### Instruction
Rewrite the stretch of the material below from the line containing "Above is an image. Your task is to detect sky" through the line containing "[486,350,512,383]", replacing "bounding box" with "bounding rectangle" and leaving everything else unchanged. Give back only those lines.

>> START Records for the task

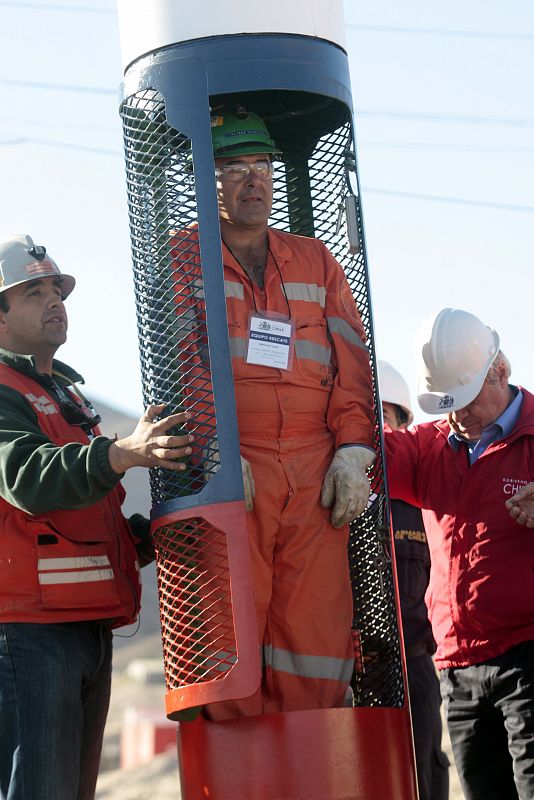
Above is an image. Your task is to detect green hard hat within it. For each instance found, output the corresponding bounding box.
[211,106,281,158]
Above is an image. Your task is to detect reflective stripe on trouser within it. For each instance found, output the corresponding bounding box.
[206,432,353,719]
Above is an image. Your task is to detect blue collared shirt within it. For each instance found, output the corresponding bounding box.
[449,386,523,464]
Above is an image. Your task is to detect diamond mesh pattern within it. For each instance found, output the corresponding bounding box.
[155,518,237,690]
[121,89,404,706]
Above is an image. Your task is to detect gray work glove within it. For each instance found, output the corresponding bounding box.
[204,448,256,511]
[321,445,375,528]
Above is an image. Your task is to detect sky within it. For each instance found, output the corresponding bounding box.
[0,0,534,421]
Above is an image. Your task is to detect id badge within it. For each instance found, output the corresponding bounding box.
[245,311,295,370]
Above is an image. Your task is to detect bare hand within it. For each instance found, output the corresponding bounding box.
[108,403,194,474]
[504,482,534,528]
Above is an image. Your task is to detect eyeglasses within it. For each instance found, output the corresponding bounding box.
[215,161,274,183]
[50,378,102,434]
[59,397,102,432]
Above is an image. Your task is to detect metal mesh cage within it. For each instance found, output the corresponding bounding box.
[121,89,404,706]
[156,518,237,690]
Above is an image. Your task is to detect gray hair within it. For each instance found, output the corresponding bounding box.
[486,350,512,383]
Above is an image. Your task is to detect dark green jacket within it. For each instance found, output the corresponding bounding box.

>> END Records for the task

### Complete answer
Above is an image. Your task is to detect sky within it. For each instance found, output the corresponding bounding rectangle.
[0,0,534,421]
Above is an image. Your task is to detect id badge within it. For each instance found, output the corresponding bounding rectangle.
[245,311,295,370]
Above is an image. Your task is to detect bare hand within it. For each instance found, output the corresponding bounding rectangle.
[108,403,194,474]
[504,482,534,528]
Above is an image. Your task is to detect eyeglasses within it. For each instance found, output the corresponding bounding rectangle.
[215,161,274,183]
[50,378,102,434]
[59,397,102,432]
Above is an image. Your task is to detect metal mesh cage within it. For each instance found, output the corresponding bounding rectangle.
[121,89,404,706]
[156,518,237,690]
Above is an image. Your task is to detect gray hair within it. For each instance found, output the corresponding bounding rectangle.
[486,350,512,383]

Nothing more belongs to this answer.